* [Source records]:
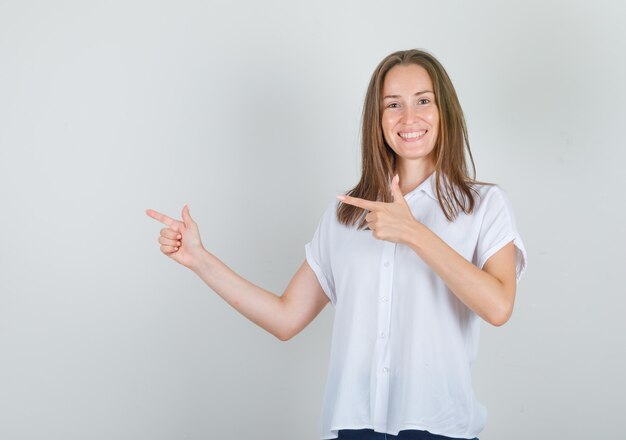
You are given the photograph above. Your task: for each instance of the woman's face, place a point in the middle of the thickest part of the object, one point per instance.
(410, 118)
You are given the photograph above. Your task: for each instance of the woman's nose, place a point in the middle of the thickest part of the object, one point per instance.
(410, 115)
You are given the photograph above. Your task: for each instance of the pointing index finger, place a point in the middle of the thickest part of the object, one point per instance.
(361, 203)
(163, 218)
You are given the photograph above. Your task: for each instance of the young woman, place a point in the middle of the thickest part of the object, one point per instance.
(411, 258)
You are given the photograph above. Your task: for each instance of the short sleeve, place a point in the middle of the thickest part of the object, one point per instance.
(319, 250)
(499, 228)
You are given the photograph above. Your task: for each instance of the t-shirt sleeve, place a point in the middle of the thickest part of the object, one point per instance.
(319, 250)
(499, 228)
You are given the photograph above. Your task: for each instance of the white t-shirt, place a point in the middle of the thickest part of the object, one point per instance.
(402, 342)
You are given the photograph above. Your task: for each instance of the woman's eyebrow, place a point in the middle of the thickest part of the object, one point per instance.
(416, 94)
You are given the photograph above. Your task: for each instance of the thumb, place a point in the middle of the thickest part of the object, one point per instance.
(395, 189)
(187, 217)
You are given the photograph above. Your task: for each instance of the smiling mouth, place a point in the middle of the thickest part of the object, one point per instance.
(413, 135)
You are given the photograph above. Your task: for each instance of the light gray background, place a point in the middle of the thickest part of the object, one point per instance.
(250, 112)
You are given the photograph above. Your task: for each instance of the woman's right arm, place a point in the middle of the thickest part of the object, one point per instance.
(283, 316)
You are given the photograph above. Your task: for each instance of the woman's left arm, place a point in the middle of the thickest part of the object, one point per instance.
(489, 292)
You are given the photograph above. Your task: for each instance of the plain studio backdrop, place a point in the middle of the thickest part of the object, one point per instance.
(250, 113)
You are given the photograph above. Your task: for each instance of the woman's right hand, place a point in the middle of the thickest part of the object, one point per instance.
(181, 239)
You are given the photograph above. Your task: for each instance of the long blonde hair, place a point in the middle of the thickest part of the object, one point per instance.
(379, 160)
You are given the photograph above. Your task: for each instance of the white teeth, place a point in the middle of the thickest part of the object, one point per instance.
(413, 135)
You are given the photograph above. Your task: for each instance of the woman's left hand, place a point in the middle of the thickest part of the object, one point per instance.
(388, 221)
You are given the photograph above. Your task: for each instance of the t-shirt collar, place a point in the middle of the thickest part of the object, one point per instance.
(427, 186)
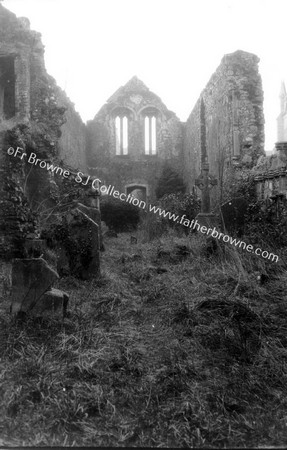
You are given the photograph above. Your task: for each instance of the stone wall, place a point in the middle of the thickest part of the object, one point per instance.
(136, 168)
(72, 143)
(270, 174)
(31, 118)
(234, 118)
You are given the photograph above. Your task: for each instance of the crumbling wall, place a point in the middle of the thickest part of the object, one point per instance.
(136, 167)
(33, 124)
(234, 118)
(72, 143)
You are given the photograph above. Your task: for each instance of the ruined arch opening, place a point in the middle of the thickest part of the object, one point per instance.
(138, 191)
(150, 116)
(121, 117)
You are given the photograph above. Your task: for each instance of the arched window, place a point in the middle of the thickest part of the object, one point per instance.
(121, 124)
(150, 134)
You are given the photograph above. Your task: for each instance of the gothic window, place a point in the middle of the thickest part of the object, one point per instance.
(121, 123)
(150, 134)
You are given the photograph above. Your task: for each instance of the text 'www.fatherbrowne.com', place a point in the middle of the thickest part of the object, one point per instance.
(129, 198)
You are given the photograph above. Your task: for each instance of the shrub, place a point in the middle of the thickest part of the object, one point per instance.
(119, 216)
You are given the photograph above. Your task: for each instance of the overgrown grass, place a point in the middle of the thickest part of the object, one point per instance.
(172, 347)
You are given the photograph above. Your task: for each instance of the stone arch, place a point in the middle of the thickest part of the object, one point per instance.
(138, 190)
(122, 111)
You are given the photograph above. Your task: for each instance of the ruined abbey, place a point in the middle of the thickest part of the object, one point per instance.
(130, 139)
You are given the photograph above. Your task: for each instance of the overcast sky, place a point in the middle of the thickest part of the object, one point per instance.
(174, 46)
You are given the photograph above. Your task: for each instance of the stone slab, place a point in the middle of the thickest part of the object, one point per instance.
(31, 278)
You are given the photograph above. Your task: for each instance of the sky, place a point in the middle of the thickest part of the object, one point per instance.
(92, 47)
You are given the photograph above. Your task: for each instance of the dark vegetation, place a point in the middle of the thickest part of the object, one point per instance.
(119, 216)
(172, 346)
(180, 343)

* [Task]: Transcribe the entries above verbatim, omitting their pictures.

* [Output of the exercise]:
You are given the photograph above. Your task: for each instance of the woman's face, place a point in the middle of the thickest part of the object, one point per instance.
(410, 118)
You are given the photograph above. Your task: for each instance of the woman's nose, place a point in the middle of the thickest part of the object, one point per instance.
(410, 115)
You are given the photograph above. Your task: for each instance of the pointing index finger, place a point in the middle of the thickest part of the object, one point per instance.
(361, 203)
(163, 218)
You are given the photograph above. Your task: for each instance of the young woman, place a point in the middle of the thickest part of the object, one point per instance.
(411, 258)
You are given the photograph above. Your task: for each instance of the short sleeve, place a point in the middle of the thickest part of the object, one point per instance.
(319, 250)
(499, 228)
You are given the photograph above. Your task: for each instance of the t-shirt sleeve, place a point in the middle of the thickest part of the object, one point per instance.
(319, 250)
(499, 228)
You are given the photograph above. Your task: for each instance of the white t-shirt, place a point in the middle of the thickest part of the object, one point per instance.
(402, 342)
You are given the photograph above. Your task: for each instance of the woman's eyebrow, place a point in the middle of the thickest part of the object, one point per instance.
(416, 94)
You are given the photograph above. Your task: for each instance of the thumb, place a point in the middle of the thickest part of the object, one point per instance.
(395, 189)
(187, 217)
You are given the photograph above. Your task: for each instance of the smiling mouth, place a point in the middle of the thickest part of the object, one point per instance.
(413, 135)
You are given the photograph above. Your task: for each instance of the light gray background, place a point in the middle of the thickest part of the object, one point per instance.
(250, 112)
You are given the photograph above. Your task: for each instance of the woman's right arm, place a point in the middle of the thickest part of the object, one point per instance.
(283, 316)
You are given the photograph above. Your task: for each instance of the woman's left arm, place a point in the middle of the thickest part of the object, one point per instance.
(489, 292)
You are given the photograph above. Your task: for each instance of the plain studio backdrop, place a point in the middle of the thickest part of the object, one point per instance.
(250, 113)
You are given the photograph above. Your task: for each instance of the woman's right hand, place a point in the middle of the thickest part of the object, one point per instance.
(181, 239)
You are given the photograph above. Your task: for each instance of the long blonde hair, place a point in the middle of the thickest part of the object, one point per instance.
(379, 160)
You are given the photograph above. Your task: for each instance of the white teeth, place a point in the middle of the thickest part of the object, one point per instance.
(413, 135)
You are given the photograph above. Your task: for each instance of the woman's left hand, place a point in the middle of the thickest part of the object, one point per instance.
(388, 221)
You are given the photograph above. Your task: for each instance of the t-shirt collar, place a point in the middle of the thickest part of the object, one point per instance.
(427, 186)
You are given the photograph above. Your task: for each instance of the stone wall, place a point in the middle of the thickest part of the object, one point per instance.
(136, 168)
(72, 143)
(270, 174)
(31, 118)
(234, 118)
You are given the photograph above. Your task: for each instance of the crumbling wall, place a point in the middle of the thickest part of the object, one point per instance.
(136, 167)
(33, 124)
(234, 118)
(72, 143)
You are given the photograph above. Your task: for each instance of the ruined arch opening, place a point in the middle of the thickest part of the object, one point per instance.
(138, 191)
(150, 116)
(121, 117)
You are given the photograph above. Your task: for each instance of the arched window, place a point in the middle of the thickest part of the object, one point per instance.
(121, 124)
(150, 134)
You are given the photograph above. Your task: for each instance of the gothic window, place a point in the middle of the thickest part of the object, one point per instance.
(121, 123)
(150, 134)
You are given the photograph above. Your task: for each instance of the text 'www.fatherbrowne.com', place a point in the middle of the thickest part of the object, one point per instance.
(129, 198)
You are given the photograph above. Your task: for each instance of the shrub, place a point in the middle of the thickest part of the object, one point per instance.
(119, 216)
You are given the photograph above. Your task: for each instance of the overgrown grass, place a point in the middle of the thickest part of the object, one point per instance.
(172, 347)
You are given the photograph above. Your task: for each instance of the stone arch, place a point in the middle of the thickest part of the object, one point per instance.
(138, 190)
(122, 111)
You are given the photograph above. Your task: for each instance of the ruined abbey, place a point in the middle of the thickest part of the object, one point per instance.
(130, 139)
You are given the photograph above. Your task: for each instance of the overcast sky, place a point in the middle of the thickest part of the object, one point per instance.
(174, 46)
You are given the photograph above. Your task: for each instance of the stone slab, place a point in the middle of the thickest part of the object, one point per instance.
(31, 278)
You are given the photograph above. Your task: for each instance of the sky, place a point in the middle of the thickest part of the object, one point per instance.
(92, 47)
You are given the photograph above. Your task: for each instance of the dark vegetation, place a point in the middle of the thickest part of the object, one point per instance.
(119, 216)
(172, 346)
(180, 343)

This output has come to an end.